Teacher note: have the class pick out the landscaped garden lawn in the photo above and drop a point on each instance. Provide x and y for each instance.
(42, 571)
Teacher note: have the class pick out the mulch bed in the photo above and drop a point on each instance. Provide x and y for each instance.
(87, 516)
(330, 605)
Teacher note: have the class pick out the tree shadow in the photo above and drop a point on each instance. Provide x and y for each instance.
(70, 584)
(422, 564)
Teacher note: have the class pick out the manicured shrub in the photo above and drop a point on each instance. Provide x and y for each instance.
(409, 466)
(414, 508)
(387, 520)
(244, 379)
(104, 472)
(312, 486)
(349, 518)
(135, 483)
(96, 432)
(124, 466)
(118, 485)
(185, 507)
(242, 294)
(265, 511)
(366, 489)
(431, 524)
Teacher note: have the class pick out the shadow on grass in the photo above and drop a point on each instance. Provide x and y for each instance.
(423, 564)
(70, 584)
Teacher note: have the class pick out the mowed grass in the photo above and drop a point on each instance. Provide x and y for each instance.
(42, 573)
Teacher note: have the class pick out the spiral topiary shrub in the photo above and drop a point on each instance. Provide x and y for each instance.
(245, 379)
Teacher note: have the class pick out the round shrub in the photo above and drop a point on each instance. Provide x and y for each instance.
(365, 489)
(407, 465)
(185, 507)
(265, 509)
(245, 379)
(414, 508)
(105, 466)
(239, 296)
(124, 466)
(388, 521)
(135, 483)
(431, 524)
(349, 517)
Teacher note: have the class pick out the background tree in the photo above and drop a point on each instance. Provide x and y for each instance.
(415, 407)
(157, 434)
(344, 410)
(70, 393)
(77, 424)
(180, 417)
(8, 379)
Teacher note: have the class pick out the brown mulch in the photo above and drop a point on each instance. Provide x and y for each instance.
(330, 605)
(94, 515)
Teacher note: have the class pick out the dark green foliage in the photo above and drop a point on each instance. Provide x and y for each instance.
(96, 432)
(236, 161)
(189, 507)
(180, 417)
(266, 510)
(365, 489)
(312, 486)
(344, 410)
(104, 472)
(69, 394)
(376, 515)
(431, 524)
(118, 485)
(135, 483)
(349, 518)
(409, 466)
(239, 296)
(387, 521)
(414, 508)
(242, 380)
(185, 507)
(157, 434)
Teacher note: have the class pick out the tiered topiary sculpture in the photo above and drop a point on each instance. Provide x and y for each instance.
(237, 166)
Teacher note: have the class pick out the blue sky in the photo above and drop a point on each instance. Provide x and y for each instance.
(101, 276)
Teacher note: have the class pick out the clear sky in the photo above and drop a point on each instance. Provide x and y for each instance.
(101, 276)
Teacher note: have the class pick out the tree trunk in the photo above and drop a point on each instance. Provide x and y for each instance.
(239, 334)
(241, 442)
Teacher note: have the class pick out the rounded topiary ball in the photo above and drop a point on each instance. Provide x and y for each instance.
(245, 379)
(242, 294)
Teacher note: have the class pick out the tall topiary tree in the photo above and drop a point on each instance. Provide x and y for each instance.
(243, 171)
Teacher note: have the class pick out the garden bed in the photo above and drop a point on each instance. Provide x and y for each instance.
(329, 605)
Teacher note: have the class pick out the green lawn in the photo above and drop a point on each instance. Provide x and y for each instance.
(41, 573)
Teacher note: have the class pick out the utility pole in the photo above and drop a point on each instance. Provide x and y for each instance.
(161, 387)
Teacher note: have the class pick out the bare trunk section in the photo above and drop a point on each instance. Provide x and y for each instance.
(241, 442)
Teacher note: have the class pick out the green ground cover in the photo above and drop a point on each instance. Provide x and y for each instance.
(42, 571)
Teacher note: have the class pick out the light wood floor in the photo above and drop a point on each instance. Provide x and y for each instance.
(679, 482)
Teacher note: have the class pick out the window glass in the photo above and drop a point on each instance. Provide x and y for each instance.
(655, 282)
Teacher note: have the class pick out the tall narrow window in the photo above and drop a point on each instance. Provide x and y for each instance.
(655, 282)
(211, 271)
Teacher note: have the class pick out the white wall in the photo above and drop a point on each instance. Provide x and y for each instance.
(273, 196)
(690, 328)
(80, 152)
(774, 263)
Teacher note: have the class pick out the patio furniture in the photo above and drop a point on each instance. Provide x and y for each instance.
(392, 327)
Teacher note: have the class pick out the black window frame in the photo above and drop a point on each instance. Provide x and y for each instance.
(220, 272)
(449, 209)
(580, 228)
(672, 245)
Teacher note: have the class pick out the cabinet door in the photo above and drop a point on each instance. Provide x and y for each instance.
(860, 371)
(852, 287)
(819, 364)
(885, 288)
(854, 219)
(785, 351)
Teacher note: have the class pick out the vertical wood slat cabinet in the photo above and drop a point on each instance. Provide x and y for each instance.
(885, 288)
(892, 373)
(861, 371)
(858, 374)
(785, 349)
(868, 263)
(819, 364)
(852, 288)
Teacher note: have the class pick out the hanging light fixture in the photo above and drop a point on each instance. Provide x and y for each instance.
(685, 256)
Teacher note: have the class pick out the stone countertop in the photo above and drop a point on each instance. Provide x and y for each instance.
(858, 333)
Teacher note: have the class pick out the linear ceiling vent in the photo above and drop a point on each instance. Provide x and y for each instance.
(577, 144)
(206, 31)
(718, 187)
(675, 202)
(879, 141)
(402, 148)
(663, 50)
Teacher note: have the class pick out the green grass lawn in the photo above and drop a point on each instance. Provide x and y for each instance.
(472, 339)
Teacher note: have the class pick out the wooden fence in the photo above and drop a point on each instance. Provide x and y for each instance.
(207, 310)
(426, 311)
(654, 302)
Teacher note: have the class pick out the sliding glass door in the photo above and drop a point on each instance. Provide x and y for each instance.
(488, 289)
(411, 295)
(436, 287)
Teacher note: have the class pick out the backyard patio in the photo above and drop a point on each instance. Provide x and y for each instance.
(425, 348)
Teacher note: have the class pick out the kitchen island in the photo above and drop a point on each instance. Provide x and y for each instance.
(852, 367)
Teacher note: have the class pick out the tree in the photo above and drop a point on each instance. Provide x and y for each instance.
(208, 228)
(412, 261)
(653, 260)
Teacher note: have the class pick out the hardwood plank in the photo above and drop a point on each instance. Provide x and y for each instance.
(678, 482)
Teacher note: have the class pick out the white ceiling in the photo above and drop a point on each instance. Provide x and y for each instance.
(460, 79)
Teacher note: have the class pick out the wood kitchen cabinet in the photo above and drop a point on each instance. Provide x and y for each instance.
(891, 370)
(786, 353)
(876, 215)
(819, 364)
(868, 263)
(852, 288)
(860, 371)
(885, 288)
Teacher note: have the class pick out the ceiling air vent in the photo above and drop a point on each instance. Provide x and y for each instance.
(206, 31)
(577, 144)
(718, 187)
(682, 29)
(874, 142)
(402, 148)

========================================================================

** What is being asked **
Would you retype the whole listing, exactly as it reads?

** Response to the task **
Teacher note: have the class pick out the landscaped garden lawn in the photo above and drop a point on each instance. Provide x and y for each instance.
(42, 571)
Teacher note: have the class pick out the mulch bed in the photo above and drop a point on each instance. Provide x and y for each instance.
(87, 516)
(330, 605)
Teacher note: have the class pick out the tree shadow in the photo above and drop a point on each instance. Provide x and y for each instance.
(70, 584)
(422, 564)
Teacher note: have the class pick out the manicured shrub in the photo above and drop a point on each instance. Provide x and y for each instance.
(409, 466)
(414, 508)
(387, 520)
(244, 379)
(104, 472)
(312, 486)
(349, 518)
(135, 483)
(96, 432)
(124, 466)
(118, 485)
(185, 507)
(242, 294)
(265, 511)
(366, 489)
(431, 524)
Teacher note: have the class pick out the shadow on grass in the photo above and drop a point on each instance. Provide x and y for each instance.
(423, 564)
(70, 584)
Teacher note: have the class pick out the mowed grass in the photo above and drop a point on each instance. Provide x and y for each instance.
(42, 573)
Teacher note: have the class pick out the spiral topiary shrub in the photo above and drop a point on each instance. Provide x and y for each instance.
(245, 379)
Teacher note: have the class pick out the round shrub in the photo above and drop a point on each instance. Provide x and y for each instance.
(365, 489)
(407, 465)
(185, 507)
(265, 509)
(245, 379)
(414, 508)
(105, 466)
(239, 296)
(124, 466)
(388, 521)
(135, 483)
(431, 524)
(349, 517)
Teacher note: have the class pick out the background tree in the photo above and drop a point on each instance. Provide x and y for each instance.
(415, 407)
(157, 434)
(344, 410)
(70, 393)
(77, 424)
(180, 417)
(8, 379)
Teacher note: have the class pick out the brown mulch in the photo above and drop a point on each instance. Provide x and y for each instance.
(330, 605)
(94, 515)
Teacher note: have the class pick out the dark green foliage in the photo above and drop a point on each instance. Provide x and y for each instance.
(96, 432)
(236, 161)
(189, 507)
(180, 417)
(266, 510)
(365, 489)
(312, 486)
(344, 410)
(104, 472)
(69, 394)
(376, 515)
(431, 524)
(118, 485)
(135, 483)
(349, 518)
(409, 466)
(239, 296)
(387, 521)
(414, 508)
(242, 380)
(185, 507)
(157, 434)
Teacher note: have the class pick out the tiered topiary sculpture in the photo above and drop a point on each instance. Provide x and y for each instance.
(237, 166)
Teacher note: have the class pick out the blue sky in the photo above and drop a point on each instance. Provide x and y for each instance.
(101, 276)
Teacher note: have the class pick out the clear sky in the photo above and drop a point on each instance. Provide x and y for each instance.
(101, 276)
Teacher note: have the class pick out the tree trunk in the photo above and drop a point on each instance. Provide x and y for each instance.
(239, 334)
(241, 442)
Teacher note: have the class pick out the rounded topiary ball in the photo above and drop a point on each instance. Provide x and y for each instance.
(245, 379)
(242, 294)
Teacher note: have the class pick out the tall topiary tree in the photo above and drop a point on each instance. Provide x and y for each instance.
(243, 171)
Teacher note: have the class pick out the garden bed in the photo above and drop a point on each instance. Provide x and y for each instance.
(329, 605)
Teacher note: have the class pick out the green lawn in the photo above and drop a point on each instance. Provide x and y for each instance.
(41, 573)
Teacher note: have the class pick out the utility pole in the photo above and drop a point on each instance. Provide x and y for each instance.
(161, 387)
Teacher note: have the class pick out the bare trunk section in the photo above and drop a point on each instance. Provide x and y for each instance.
(241, 442)
Teacher note: have the class pick out the green ground cover in the photo above and drop a point on each instance. Provide x and y for each instance.
(42, 571)
Teacher note: have the class pick out the light wood floor in the photo above and drop a point on each instance. Provide x and y for each instance.
(679, 482)
Teacher note: have the class pick out the window glass in the photo above and drop a point on each instance. Provide x and y for each instance.
(655, 282)
Teacher note: have the class pick out the tall narrow window in the photo above and drop a point on each instance. Provide x and y for each instance.
(655, 282)
(211, 271)
Teacher note: have the class pick out the white wall in the photo above and drop a point on each instance. Provide x and y for each instance.
(273, 196)
(690, 328)
(80, 152)
(774, 263)
Teacher note: have the class pick out the patio furniture in the photo above and drop a point on each instance. Provide x and y for each instance.
(392, 327)
Teacher note: have the class pick out the black window frame in the photo above and drop a point on each instance. Provide x and y for each instance.
(220, 272)
(449, 209)
(580, 228)
(672, 245)
Teacher note: have the class pick out the cabinet door in the photo above and drop a point on each instance. Provide x and y for each instance.
(860, 371)
(852, 287)
(819, 364)
(885, 288)
(854, 219)
(785, 351)
Teacher note: have the class pick out the vertical wood slat cabinet in the photo above and drop a point on each instance. Provide x and y for each instance.
(885, 288)
(892, 373)
(861, 371)
(858, 374)
(785, 349)
(868, 263)
(819, 364)
(852, 288)
Teacher note: have the class pick out the hanging light fixture in the photo above and drop a point on each instance. Provide x and y for each instance.
(685, 256)
Teacher note: have the class pick out the stone countertop in the photo above and drop a point on each instance. Provide x and y for each instance.
(858, 333)
Teacher note: have the class pick out the linear ceiling vent in the photo above and drop a point on each instance. Provide x and y for each instance.
(577, 144)
(206, 31)
(718, 187)
(675, 202)
(879, 141)
(402, 148)
(663, 50)
Teacher note: have the class pick out the green grass lawn in the photo above and drop a point on each instance. Provide x and y for each instance.
(472, 339)
Teacher note: have the class pick out the wooden fence in the photo above and drop a point on each instance. Provide x and y for each instance.
(207, 310)
(426, 311)
(654, 302)
Teacher note: have the class pick out the sliding glass door in the photo above and drop a point on each instance. Provide x and y for each instance.
(488, 289)
(411, 295)
(436, 287)
Teacher note: have the class pick out the backyard patio in the photo above and drop a point on each instance. Provide x and y for each instance.
(425, 348)
Teacher note: have the class pick out the kitchen island in the photo above and drop a point on each instance. Provide x and y for each instance.
(852, 367)
Teacher note: have the class pick out the tree in the photo above and drop a point on each instance. Provide x and y for each instance.
(208, 228)
(412, 261)
(653, 260)
Teacher note: have the class pick out the hardwood plank in the photo above and drop a point on each instance. Provide x and y for each instance.
(678, 482)
Teacher note: have the class pick out the white ceiling in the photo above and drop a point on each instance. Provide x and y for each instance.
(460, 79)
Teacher note: have the class pick out the wood kitchen cabinet in the photo above and drop a point on each instance. Provide x and y for each instance.
(891, 370)
(786, 353)
(876, 215)
(819, 364)
(868, 263)
(852, 288)
(860, 371)
(885, 288)
Teacher note: have the class pick out the ceiling air vent in the photo above and drop a point on each instance. Provide x and y for each instance.
(206, 31)
(577, 144)
(718, 187)
(682, 29)
(874, 142)
(402, 148)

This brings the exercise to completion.